**YOUR TASK:**
Working through the records below, count the lines that include "board". The reply is that number alone.

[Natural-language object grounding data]

┌────────

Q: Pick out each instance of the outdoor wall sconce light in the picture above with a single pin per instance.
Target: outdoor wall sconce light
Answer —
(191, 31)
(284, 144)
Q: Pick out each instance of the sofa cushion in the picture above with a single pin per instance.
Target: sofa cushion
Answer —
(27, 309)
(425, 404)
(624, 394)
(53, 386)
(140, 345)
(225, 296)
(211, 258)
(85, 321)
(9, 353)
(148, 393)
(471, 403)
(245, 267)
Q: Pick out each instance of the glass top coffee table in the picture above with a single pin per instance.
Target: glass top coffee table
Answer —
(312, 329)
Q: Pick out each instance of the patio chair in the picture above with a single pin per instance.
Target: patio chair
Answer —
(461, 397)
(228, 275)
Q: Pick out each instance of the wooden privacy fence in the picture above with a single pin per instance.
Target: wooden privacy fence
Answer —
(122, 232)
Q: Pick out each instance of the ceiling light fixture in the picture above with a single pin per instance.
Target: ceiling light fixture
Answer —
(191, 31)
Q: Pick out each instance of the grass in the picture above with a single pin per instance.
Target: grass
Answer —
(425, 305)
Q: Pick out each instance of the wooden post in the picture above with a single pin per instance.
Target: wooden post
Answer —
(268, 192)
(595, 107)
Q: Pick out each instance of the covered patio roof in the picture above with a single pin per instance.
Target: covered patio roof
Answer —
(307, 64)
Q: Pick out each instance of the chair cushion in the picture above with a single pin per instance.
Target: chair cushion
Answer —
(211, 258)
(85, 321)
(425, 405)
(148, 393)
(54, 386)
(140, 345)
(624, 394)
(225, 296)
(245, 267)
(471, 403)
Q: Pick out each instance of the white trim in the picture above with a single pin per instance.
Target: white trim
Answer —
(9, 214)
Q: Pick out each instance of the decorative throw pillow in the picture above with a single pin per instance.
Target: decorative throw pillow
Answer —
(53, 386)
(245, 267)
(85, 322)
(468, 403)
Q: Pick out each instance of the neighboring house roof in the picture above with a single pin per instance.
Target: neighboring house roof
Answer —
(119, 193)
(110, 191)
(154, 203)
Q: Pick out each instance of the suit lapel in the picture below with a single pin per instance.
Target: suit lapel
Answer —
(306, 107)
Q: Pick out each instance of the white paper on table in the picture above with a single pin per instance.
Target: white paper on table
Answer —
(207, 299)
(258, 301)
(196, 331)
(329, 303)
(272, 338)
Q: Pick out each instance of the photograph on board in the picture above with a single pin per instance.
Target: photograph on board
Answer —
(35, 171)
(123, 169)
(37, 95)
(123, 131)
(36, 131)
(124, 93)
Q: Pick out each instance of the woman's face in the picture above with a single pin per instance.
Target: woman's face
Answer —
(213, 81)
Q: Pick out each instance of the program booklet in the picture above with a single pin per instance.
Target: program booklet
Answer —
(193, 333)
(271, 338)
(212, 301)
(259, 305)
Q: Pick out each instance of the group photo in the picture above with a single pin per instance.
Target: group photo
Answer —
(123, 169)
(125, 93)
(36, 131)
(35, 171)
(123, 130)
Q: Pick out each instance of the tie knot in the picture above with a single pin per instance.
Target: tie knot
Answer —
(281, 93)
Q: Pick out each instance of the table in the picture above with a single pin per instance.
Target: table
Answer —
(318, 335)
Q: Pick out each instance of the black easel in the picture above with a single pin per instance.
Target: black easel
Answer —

└────────

**YOUR SOLUTION:**
2